**PROBLEM**
Edit the records below so that every "Invocation" becomes "Call" and all other text stays the same. Omit the pictures from your answer.

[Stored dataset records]
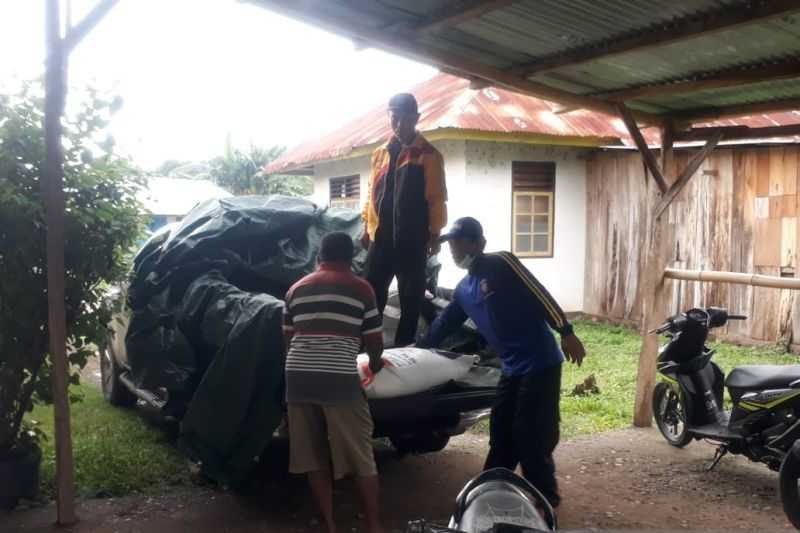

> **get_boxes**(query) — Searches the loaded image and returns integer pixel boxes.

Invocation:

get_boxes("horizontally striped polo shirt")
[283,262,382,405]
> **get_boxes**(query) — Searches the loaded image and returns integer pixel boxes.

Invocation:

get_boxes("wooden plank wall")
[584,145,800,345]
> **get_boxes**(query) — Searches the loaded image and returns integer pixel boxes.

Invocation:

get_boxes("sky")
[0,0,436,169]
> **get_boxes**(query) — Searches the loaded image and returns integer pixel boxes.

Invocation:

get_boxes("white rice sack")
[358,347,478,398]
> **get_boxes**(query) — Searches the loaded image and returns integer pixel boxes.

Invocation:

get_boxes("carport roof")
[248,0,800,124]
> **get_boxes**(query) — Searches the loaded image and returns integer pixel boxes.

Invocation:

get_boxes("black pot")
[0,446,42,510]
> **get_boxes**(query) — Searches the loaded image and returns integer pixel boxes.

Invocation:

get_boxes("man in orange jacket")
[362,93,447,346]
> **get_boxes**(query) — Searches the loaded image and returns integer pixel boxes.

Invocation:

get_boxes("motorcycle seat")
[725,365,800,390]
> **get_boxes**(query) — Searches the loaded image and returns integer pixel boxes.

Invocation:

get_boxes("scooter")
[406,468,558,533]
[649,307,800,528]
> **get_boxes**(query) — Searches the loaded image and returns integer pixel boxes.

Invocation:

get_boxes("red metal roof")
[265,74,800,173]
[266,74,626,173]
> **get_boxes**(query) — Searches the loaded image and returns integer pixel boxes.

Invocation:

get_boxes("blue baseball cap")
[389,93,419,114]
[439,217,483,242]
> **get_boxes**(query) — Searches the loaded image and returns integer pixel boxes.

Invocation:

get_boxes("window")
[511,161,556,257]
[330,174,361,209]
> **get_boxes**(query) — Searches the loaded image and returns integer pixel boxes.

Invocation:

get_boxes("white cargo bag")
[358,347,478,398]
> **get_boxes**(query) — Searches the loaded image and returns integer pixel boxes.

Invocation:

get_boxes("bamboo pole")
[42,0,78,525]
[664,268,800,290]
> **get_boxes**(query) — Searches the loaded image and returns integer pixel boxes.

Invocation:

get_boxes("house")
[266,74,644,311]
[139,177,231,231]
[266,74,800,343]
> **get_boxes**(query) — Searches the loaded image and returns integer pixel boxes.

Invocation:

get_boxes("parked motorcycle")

**OUTPUT BELOW**
> **get_boxes**(query) — Searches the loaded image and returns integer pixel boxes.

Call:

get_boxes("horizontally striped polo shirt")
[283,262,382,405]
> **get_boxes**(query) — Searches the loaded image and returns integer pixel boxes.

Call:

get_boxes("wooden plank wall")
[584,145,800,345]
> **get_boxes**(query) — Searches the loaded image and returns integer pixel boxes.

Call:

get_boxes("sky")
[0,0,436,169]
> **get_boxes**(query) — Searches the loaded image and returns integer pixel boxes.

Call:

get_boxes("white rice sack")
[358,347,478,398]
> **get_boxes**(query) — Searches the loaded image and returns integer pixel boxes.

Call:

get_boxes("carport roof")
[248,0,800,124]
> **get_boxes**(query) — Searches the loaded image and returns integer pixel boxes.

Call:

get_boxes("black pot")
[0,446,42,510]
> **get_boxes**(query) — Searches the loaded image and returns integer pixel boxes.

Call:

get_boxes("man in orange jacket")
[362,93,447,346]
> **get_boxes**(query) — Searches the loaded image and returns integer pixel boxes.

Call:

get_boxes("motorcycle seat")
[725,365,800,390]
> **get_boxes**(query) — Searches the loaded image and returns integer pixel boxes.

Call:

get_boxes("scooter")
[406,468,558,533]
[649,307,800,528]
> **get_boxes**(query) — Searches the loaded image and returns integer pixel boxes.

Call:

get_boxes("red metal roof")
[265,74,800,173]
[266,74,626,173]
> **get_boxes**(query) — Searches the loaded image and returns integer pixel boxes.

Call:

get_boxes("blue baseball cap")
[389,93,419,114]
[439,217,483,242]
> **get_boxes**(query) — Searches the loaded image and returns integer pixel boxes.

Call:

get_boxes("window")
[511,161,556,257]
[330,174,361,209]
> **get_boxes**(query) — Searches the loaded image and returns integer pixel boxes.

Call:

get_boxes("white cargo bag")
[358,347,478,398]
> **get_boxes**(query) — Searches the loaded image and returns integer pixel boxes.

Call:

get_boxes("bamboo pole")
[42,0,78,525]
[664,268,800,290]
> **get_boxes**(query) — Searches the loaded image and returns integer pixel boxes.

Call:

get_boxes("house")
[266,74,644,311]
[139,177,231,231]
[266,74,800,343]
> **get_boxes**(query) — Searches the loaded image and returns integer pixel boxes.

Call:

get_boxes("parked motorcycle")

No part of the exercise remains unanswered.